### [Task description]
In the data that follows, find each line containing "apron" and copy it.

"""

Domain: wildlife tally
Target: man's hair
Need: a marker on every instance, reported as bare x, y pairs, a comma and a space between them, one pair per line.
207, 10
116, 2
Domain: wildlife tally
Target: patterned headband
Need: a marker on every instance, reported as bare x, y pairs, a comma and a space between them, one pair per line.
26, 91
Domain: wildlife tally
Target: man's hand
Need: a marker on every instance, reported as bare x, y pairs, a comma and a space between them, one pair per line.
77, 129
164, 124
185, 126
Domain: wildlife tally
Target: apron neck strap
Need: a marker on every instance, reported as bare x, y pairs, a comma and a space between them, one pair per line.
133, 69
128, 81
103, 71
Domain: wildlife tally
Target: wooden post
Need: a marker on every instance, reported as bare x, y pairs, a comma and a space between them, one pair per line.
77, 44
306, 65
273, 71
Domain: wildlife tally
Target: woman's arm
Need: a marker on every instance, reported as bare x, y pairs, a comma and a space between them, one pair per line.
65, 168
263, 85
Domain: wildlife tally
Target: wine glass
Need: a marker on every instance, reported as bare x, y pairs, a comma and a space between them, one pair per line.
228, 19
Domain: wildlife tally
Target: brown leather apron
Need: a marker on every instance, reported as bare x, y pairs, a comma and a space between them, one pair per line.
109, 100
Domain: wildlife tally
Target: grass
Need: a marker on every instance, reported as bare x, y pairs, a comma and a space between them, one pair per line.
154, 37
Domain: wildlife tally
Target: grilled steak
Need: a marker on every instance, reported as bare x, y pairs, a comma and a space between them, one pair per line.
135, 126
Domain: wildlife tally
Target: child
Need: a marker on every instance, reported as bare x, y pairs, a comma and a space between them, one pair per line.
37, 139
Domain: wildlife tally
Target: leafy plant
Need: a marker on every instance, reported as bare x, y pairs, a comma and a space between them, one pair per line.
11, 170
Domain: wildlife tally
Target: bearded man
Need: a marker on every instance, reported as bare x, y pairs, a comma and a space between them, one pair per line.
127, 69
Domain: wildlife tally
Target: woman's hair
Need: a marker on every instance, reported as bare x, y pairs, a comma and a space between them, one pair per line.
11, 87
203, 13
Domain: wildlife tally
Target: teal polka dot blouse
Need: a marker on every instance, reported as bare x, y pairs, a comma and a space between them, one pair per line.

"""

### [Your solution]
Target: apron neck strap
Target: brown leather apron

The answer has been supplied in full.